## [TASK DATA]
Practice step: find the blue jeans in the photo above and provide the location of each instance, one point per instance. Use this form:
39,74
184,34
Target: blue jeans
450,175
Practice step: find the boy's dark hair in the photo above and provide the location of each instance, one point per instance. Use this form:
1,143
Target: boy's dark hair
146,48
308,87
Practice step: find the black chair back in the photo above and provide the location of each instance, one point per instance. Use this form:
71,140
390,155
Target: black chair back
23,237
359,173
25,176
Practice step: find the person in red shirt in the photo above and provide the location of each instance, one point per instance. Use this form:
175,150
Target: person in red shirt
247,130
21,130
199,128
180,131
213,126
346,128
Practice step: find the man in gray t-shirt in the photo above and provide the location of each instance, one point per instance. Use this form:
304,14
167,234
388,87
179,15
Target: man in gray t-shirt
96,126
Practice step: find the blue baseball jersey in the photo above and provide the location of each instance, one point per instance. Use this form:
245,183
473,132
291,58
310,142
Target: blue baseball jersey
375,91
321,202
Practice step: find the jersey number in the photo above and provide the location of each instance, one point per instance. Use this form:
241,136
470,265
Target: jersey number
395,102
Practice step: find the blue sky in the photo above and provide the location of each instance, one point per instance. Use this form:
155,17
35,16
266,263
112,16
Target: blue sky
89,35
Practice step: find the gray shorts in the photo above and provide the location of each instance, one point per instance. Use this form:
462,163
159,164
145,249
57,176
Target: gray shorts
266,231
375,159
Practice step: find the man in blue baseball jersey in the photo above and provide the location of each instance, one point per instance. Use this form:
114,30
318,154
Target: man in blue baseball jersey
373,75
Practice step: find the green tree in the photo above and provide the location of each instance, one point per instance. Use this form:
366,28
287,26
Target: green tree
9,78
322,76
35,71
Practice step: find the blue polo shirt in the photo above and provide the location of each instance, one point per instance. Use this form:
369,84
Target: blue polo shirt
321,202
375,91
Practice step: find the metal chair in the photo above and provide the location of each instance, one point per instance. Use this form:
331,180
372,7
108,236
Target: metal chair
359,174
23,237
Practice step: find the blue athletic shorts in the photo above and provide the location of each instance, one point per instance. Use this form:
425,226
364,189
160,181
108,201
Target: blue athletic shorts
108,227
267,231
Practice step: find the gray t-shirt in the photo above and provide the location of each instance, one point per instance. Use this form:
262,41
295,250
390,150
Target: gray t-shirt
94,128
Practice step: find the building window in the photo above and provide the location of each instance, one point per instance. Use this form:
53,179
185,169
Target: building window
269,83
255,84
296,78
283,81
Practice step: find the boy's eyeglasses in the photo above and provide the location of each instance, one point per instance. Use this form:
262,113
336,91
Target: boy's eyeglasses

## [TASK OBJECTIVE]
Copy all of the material above verbatim, keeping every line in its original order and wording.

## [OUTPUT OF THE EXERCISE]
Practice step: find the blue jeans in the photo above and provide the location of each instance, one point per instance. Use this form:
39,74
184,34
Target: blue jeans
450,175
Practice step: find the boy's dark hair in the photo above and provide the location of each instance, one point per instance. Use this form:
1,143
Target: boy's dark hair
146,48
308,87
Practice step: find the black chair back in the photo above and provide the location of each instance, one point per instance. Use this form:
71,140
390,155
Target: black chair back
23,237
359,173
25,176
Practice step: find the person in red shirt in the photo above and provide the location of each instance, one point per instance. Use this form:
175,150
Target: person in red shirt
247,130
21,130
199,128
180,131
213,126
346,128
Practice step: find the man in gray t-shirt in the photo above and provide the location of each instance, one point per instance. Use this form:
304,14
167,234
388,87
179,15
Target: man in gray t-shirt
96,126
Practice step: find the blue baseball jersey in the photo above and provide the location of each instance, one point per instance. Use this form:
245,183
473,132
291,58
310,142
Target: blue baseball jersey
375,91
321,202
Practice step: find the jersey number in the photo above and provide the location of each instance, one point per instance. Use this form:
241,136
470,265
Target: jersey number
395,102
Practice step: find the blue sky in the photo above and provide the location of each instance, one point per instance. Use this form:
155,17
35,16
266,263
112,16
Target: blue sky
89,35
Practice step: find the gray shorts in the photo above and provide the location of each instance, one point per instance. Use this form:
462,163
159,164
145,249
57,176
Target: gray shorts
266,231
375,159
Practice step: find the man in blue baseball jersey in the photo above and provide the location of each instance, one point per instance. Use this form:
114,30
318,154
Target: man in blue baseball jersey
373,75
Practice step: find the green tree in the photo above and provide the location of each instance, one point per instance. Use this form:
366,28
287,26
Target: green tree
9,78
322,76
35,71
Practice step: find the blue polo shirt in the photo above and provide the location of each instance, one point per instance. Use this form:
369,84
Target: blue polo shirt
321,202
375,91
Practice step: find the metal chair in the photo above and provide the location of each instance, one point per instance. Use this form:
331,180
372,7
108,236
Target: metal chair
359,174
23,237
Practice step: find the blue athletic shorts in the photo above and provide the location of each instance, one point per instance. Use this form:
425,226
364,189
160,181
108,201
Target: blue athletic shorts
108,227
267,231
Practice step: find the gray t-shirt in the photo above and provide the location of each instance, one point per instance. Use this form:
262,41
295,250
390,150
Target: gray t-shirt
94,128
Practice step: find the building window in the photo above and provide the location of each instance, one point per instance. Use this form:
53,179
185,169
Target: building window
269,83
255,84
296,78
283,81
Practice step: find the boy's eyeglasses in the photo above and provide the location of each instance, one point per instance. Use this form:
262,113
336,91
Target: boy's eyeglasses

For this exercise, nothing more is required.